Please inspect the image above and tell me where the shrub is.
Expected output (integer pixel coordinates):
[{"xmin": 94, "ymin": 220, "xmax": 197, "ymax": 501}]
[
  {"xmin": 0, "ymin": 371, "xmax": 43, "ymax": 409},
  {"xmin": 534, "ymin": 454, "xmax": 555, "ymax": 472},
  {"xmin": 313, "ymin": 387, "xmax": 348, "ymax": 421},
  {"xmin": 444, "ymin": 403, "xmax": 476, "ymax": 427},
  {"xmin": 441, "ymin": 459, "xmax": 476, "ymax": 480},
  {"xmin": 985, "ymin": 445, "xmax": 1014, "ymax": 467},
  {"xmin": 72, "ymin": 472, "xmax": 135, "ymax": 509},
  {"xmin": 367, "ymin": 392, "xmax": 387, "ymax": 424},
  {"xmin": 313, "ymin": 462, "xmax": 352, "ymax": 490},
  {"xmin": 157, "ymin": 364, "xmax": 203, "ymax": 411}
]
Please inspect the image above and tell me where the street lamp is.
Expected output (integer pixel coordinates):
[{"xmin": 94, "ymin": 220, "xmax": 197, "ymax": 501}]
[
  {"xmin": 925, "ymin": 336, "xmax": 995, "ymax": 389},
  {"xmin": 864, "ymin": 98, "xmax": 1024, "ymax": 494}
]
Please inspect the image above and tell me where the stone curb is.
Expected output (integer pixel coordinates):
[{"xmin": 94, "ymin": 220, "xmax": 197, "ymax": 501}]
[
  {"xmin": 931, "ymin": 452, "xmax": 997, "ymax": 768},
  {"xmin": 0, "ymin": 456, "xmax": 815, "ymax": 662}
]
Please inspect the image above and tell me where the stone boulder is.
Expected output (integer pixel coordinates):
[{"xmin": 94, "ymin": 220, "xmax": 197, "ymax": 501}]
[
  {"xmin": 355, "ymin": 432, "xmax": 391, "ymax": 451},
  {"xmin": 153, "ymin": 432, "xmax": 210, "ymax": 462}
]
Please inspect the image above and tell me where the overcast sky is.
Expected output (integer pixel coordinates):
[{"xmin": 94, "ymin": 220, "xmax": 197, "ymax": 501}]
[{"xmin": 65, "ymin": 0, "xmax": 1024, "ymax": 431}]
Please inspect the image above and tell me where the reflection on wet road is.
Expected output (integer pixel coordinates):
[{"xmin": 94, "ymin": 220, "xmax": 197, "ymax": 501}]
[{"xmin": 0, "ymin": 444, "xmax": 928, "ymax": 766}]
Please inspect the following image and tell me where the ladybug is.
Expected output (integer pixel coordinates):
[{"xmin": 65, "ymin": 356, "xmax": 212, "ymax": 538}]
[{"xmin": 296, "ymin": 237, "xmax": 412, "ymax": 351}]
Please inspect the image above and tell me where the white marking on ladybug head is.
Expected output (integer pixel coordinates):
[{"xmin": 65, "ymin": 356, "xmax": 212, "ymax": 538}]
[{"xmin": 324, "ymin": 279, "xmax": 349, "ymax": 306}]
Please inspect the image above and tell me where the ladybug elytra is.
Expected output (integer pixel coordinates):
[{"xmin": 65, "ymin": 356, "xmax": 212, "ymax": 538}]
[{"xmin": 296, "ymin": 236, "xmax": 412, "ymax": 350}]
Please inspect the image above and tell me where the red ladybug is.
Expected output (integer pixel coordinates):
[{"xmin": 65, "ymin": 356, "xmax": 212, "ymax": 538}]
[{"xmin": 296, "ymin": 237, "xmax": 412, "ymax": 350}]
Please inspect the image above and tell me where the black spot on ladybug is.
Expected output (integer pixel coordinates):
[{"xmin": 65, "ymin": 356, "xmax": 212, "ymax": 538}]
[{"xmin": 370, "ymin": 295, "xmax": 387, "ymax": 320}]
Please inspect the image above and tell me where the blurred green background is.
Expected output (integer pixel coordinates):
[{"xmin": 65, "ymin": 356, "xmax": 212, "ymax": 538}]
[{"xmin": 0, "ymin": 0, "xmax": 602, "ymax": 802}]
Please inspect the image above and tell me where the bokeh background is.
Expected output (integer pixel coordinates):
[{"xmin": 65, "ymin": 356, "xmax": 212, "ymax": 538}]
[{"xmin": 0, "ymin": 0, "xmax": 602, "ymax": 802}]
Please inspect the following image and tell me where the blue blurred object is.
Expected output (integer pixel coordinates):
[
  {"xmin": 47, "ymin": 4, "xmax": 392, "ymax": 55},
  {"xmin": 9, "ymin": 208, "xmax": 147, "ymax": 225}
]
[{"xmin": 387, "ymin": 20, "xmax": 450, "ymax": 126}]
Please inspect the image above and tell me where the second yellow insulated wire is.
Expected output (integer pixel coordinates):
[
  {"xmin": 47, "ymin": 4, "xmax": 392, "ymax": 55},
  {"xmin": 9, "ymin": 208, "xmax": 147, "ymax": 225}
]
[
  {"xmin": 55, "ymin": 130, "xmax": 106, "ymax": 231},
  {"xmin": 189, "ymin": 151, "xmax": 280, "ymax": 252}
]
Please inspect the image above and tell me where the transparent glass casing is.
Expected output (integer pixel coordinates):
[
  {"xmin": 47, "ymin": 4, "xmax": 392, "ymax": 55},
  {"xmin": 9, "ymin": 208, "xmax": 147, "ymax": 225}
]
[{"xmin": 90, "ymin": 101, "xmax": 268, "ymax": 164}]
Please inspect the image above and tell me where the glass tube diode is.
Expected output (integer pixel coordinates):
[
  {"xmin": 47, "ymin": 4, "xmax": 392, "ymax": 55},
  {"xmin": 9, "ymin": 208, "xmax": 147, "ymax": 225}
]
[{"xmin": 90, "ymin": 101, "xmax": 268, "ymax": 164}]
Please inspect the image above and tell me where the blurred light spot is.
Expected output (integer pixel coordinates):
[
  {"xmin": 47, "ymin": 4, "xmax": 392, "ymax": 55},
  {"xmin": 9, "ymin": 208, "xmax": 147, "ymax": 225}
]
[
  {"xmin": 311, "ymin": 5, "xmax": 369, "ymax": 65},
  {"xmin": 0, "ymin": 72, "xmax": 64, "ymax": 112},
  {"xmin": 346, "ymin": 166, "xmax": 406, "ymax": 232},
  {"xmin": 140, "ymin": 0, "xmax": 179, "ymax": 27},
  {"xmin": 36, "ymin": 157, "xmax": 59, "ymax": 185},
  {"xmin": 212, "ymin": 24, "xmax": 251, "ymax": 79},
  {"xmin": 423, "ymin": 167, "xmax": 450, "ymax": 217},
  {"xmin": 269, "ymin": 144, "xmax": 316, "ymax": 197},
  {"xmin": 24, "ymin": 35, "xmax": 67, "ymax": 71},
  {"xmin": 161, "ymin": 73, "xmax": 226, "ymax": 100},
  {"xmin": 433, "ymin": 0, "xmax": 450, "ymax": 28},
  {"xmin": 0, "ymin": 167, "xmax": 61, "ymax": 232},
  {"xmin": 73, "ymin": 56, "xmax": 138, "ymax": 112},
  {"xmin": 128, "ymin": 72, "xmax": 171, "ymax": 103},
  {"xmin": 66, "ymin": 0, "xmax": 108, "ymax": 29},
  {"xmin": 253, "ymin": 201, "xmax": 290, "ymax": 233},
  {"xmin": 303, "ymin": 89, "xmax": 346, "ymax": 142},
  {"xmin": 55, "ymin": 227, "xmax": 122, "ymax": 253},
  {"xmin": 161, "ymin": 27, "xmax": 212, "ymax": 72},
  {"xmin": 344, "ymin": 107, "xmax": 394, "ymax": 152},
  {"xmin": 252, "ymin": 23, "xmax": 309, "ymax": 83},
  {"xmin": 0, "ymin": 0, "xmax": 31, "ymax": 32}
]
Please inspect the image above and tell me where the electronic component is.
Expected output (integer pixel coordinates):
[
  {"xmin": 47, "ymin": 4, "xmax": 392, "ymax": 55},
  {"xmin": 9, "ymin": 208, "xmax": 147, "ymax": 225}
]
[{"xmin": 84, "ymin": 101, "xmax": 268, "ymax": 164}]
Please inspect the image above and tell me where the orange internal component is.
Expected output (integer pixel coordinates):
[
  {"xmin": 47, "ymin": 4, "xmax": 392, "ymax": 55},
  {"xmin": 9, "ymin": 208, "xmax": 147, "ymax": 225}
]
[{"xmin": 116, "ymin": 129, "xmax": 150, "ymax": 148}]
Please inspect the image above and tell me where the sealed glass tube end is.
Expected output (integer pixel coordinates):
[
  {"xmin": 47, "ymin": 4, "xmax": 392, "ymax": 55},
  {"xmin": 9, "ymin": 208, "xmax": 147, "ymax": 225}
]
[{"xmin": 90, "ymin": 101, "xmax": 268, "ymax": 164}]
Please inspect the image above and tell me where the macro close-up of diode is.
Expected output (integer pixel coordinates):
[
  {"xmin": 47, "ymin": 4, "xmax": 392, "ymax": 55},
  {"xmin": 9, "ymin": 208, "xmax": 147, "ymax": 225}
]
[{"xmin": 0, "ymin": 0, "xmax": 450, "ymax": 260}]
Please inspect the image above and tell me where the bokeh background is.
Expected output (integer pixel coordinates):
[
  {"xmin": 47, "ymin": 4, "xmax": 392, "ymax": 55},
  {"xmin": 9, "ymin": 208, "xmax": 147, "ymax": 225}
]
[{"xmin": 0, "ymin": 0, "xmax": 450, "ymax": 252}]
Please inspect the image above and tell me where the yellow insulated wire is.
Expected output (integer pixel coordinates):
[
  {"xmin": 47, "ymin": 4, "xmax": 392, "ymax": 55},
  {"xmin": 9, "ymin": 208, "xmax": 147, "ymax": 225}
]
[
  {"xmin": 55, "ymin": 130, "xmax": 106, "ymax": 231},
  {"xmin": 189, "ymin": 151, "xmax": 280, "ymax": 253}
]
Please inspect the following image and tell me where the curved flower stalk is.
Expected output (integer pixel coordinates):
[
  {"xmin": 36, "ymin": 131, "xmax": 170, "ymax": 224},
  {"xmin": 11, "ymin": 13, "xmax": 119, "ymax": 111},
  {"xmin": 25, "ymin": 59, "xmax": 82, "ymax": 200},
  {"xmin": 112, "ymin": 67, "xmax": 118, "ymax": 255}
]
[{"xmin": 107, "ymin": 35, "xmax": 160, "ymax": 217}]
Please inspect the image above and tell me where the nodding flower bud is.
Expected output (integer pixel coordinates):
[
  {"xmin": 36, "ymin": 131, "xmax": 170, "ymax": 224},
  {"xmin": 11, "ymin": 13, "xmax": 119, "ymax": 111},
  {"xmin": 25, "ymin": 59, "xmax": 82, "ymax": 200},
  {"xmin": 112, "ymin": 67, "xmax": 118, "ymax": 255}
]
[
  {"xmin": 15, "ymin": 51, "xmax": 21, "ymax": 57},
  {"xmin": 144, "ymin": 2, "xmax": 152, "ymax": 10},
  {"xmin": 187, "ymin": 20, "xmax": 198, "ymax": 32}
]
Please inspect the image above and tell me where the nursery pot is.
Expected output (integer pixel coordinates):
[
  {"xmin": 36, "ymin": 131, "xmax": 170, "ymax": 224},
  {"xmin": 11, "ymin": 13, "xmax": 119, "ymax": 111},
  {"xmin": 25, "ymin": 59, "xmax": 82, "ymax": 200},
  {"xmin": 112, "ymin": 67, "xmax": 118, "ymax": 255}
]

##############################

Task to carry out
Rewrite the entries from the line with "Please inspect the image above and tell me where the nodding" through the end of the entries, substituting "flower pot" for "nursery pot" and leaving everything else unchanged.

Answer to this task
Please inspect the image above and tell me where the nodding flower bud is.
Expected output (integer pixel coordinates):
[
  {"xmin": 36, "ymin": 131, "xmax": 170, "ymax": 224},
  {"xmin": 11, "ymin": 13, "xmax": 119, "ymax": 111},
  {"xmin": 25, "ymin": 59, "xmax": 82, "ymax": 200},
  {"xmin": 112, "ymin": 67, "xmax": 118, "ymax": 255}
]
[
  {"xmin": 15, "ymin": 51, "xmax": 21, "ymax": 57},
  {"xmin": 144, "ymin": 2, "xmax": 152, "ymax": 10},
  {"xmin": 187, "ymin": 20, "xmax": 198, "ymax": 32}
]
Please inspect the image above and tell me where the flower pot is.
Expected output (integer pixel coordinates):
[
  {"xmin": 36, "ymin": 131, "xmax": 170, "ymax": 224},
  {"xmin": 11, "ymin": 13, "xmax": 119, "ymax": 111},
  {"xmin": 25, "ymin": 59, "xmax": 82, "ymax": 200},
  {"xmin": 112, "ymin": 67, "xmax": 118, "ymax": 255}
]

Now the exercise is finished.